* _What you should do_
Beneath this line are the data; copy exactly the part of them that opens with the line containing "Look at the photo above. For every instance of the market" and closes with the line containing "Look at the photo above. For every instance of the handwritten", and only that part.

##### Supplied information

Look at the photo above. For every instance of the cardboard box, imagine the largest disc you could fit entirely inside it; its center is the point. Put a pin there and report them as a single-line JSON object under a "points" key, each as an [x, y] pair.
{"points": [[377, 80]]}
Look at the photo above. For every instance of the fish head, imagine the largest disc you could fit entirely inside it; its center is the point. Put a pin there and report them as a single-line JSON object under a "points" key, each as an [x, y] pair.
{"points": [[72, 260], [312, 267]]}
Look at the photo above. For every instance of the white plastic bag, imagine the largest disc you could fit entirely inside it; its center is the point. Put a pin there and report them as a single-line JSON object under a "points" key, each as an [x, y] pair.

##########
##### Supplied information

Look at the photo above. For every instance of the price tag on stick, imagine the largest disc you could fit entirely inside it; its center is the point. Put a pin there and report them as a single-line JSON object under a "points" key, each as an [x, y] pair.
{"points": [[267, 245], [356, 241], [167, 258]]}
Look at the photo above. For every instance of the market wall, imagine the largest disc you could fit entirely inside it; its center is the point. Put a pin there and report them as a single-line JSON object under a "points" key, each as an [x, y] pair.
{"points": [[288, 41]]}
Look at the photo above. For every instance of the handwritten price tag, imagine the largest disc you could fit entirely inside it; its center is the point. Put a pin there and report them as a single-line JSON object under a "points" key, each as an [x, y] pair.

##########
##### Supplied information

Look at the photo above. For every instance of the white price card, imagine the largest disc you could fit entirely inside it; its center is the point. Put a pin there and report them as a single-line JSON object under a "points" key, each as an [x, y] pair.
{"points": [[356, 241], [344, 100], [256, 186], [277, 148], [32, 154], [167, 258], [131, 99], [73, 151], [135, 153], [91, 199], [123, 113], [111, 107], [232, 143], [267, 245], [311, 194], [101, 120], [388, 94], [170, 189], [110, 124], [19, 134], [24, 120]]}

##########

* _Exercise response_
Look at the photo above. For every instance of the market wall, imagine the largest disc you could fit entirely inside it; its center is the point. Put a pin there and report them as a single-line JSON object under a "points" key, each as an [x, y] pair.
{"points": [[288, 41]]}
Look at the photo above. For every instance of the handwritten price tag, imagine the largest disc you could fit entirely inside it; its center is the point. Put a pin there and report them as a single-line JSON object under a "points" key, each as an [x, y] pair.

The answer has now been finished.